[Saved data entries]
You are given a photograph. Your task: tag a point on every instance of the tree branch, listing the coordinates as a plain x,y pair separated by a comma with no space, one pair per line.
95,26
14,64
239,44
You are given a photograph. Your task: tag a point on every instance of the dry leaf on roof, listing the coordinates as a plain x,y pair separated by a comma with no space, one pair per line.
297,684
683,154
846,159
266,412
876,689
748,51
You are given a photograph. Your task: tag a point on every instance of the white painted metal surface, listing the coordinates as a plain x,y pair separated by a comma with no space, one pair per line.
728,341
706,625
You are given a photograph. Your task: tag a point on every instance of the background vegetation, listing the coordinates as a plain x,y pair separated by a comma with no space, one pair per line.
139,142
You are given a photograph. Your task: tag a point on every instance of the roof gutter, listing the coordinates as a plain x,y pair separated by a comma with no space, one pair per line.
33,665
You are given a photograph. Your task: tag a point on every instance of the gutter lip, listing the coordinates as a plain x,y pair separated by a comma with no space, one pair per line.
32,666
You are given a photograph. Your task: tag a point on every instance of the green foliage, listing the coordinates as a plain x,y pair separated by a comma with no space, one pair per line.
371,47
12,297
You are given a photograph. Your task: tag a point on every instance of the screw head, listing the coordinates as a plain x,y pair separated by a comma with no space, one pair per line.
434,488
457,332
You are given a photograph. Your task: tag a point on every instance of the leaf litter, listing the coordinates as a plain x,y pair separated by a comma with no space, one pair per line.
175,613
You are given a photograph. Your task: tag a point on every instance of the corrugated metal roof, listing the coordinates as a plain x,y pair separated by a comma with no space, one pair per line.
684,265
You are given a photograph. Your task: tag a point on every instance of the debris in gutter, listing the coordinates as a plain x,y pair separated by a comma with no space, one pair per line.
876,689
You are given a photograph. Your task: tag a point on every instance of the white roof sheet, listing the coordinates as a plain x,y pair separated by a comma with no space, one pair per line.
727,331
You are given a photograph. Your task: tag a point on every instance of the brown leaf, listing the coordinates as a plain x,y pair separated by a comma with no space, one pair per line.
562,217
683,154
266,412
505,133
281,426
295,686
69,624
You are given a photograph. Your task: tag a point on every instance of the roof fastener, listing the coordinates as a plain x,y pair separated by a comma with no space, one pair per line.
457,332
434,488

◆ Task item
All of the entries are to be transcribed exactly.

◆ Answer
You are given a photograph. Your task: tag a point on every instance of the tree branch, listing the coordinates as a plain x,y pair separated by a comma with no space, one pair per line.
95,26
14,64
239,44
You are given a photograph. Your task: tag a point on every instance of the dry leaf on roof, listing the coordinates as a plain x,y pair separated by a comma with no space, one pair per line.
297,684
683,154
846,159
266,412
876,689
748,51
You are given a photograph. Your task: tag a point on every instance of the white painted metal surface, listing the coordinates as a plain x,y pair separated by a comma with no space, one pair per line.
728,341
706,625
You are given a photograph. Your task: tag a point on every instance of the background vegetation, listing the coordinates as a plain x,y pair separated by a comma with no space, one pair per line.
139,142
You are given a photograph. Your task: tag a point on every instance of the roof gutter, listing the coordinates as a plain x,y pair separated by a comma with no space, one pair per line.
33,665
You are given a photograph. Your task: tag a point on every instance of the gutter lip, listing the coordinates as a plain x,y pair separated by a comma with no space, one pair per line.
32,666
You are given a photograph. Your task: tag a point on every instance of the green foliage, listing the coordinates as a plain x,y pair separated by a comma with no space, one pair per line.
371,47
12,297
You are given a photograph. Your task: tag a point on every instance of the screw head, listing the coordinates as a plain x,y pair separated by a comma with no space, one pair per line.
434,488
457,332
You are given a photograph. Your task: tag a point on every instance of the leaf litter, listing the coordinates as a plain x,y pair separated by a comma with no space, one pair per line.
175,613
You are given a photograph. Your task: tag a point on every instance of the corrugated metal roof, listing the coordinates as a plain x,y pair separated by a comma with no space, one pair per line.
684,265
You are given a photograph. Your task: tag a point on every instance of the debris in gutter, listing the coordinates as a plain x,y pair separated by a comma with no space, one pair per line.
876,689
You are given a photograph. Your task: tag a point on every instance of the white roof sheet, listing the coordinates as a plain x,y pair separated by a comma with no space, one pair per line.
727,331
You are given a photograph. Your task: tag a point on every instance of the brown leaf, listing the coordinates as a plain x,y pair separated by a comma with no space, one pair per line.
562,217
683,154
266,412
505,133
281,426
295,686
69,624
You are given a photograph. Your task: tag a point on every instance of the roof fastener, listing the coordinates as a plain x,y pair separated by a comma with no space, one pair per line.
457,332
434,488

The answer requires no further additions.